Texto del documento>
De esos antecedentes rurales del escritor se destacan dos libros: El Terruño y El Gaucho Florido, ambientados en los campos del centro de nuestro país.

La vida del novelista estuvo signada por la tragedia. Antes de que él naciera falleció el primer hijo del matrimonio de sus padres Carlos Genaro y Carolina María Gutierrez. Al nacer el escritor, sus padres le pusieron Carlos, el mismo nombre de su difunto hermano. Tuvo dos colácteanos más que también fallecieron, uno al caer del caballo. Al morir su padre de cáncer, Carlos Claudio aún no había cumplido la mayoría de edad. Se enfrascó en pleitos, albaceas y sucesiones. En un confuso enfrentamiento en la Estación Molles dio muerte a un Escribano con campos vecinos a los de él. Fue exonerado de responsabilidad.

De esa influencia trágica de la vida puede destacarse obras como La Raza de Caín y El Extraño.

Datos proporcionados>
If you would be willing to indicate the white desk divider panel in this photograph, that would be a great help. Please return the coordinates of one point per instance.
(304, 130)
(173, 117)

Instrucciones de la tarea> Cita, por favor, el fragmento del texto del documento que comienza con "La vida del" y continúa hasta "exonerado de responsabilidad.".

Respuesta>
La vida del novelista estuvo signada por la tragedia. Antes de que él naciera falleció el primer hijo del matrimonio de sus padres Carlos Genaro y Carolina María Gutierrez. Al nacer el escritor, sus padres le pusieron Carlos, el mismo nombre de su difunto hermano. Tuvo dos colácteanos más que también fallecieron, uno al caer del caballo. Al morir su padre de cáncer, Carlos Claudio aún no había cumplido la mayoría de edad. Se enfrascó en pleitos, albaceas y sucesiones. En un confuso enfrentamiento en la Estación Molles dio muerte a un Escribano con campos vecinos a los de él. Fue exonerado de responsabilidad.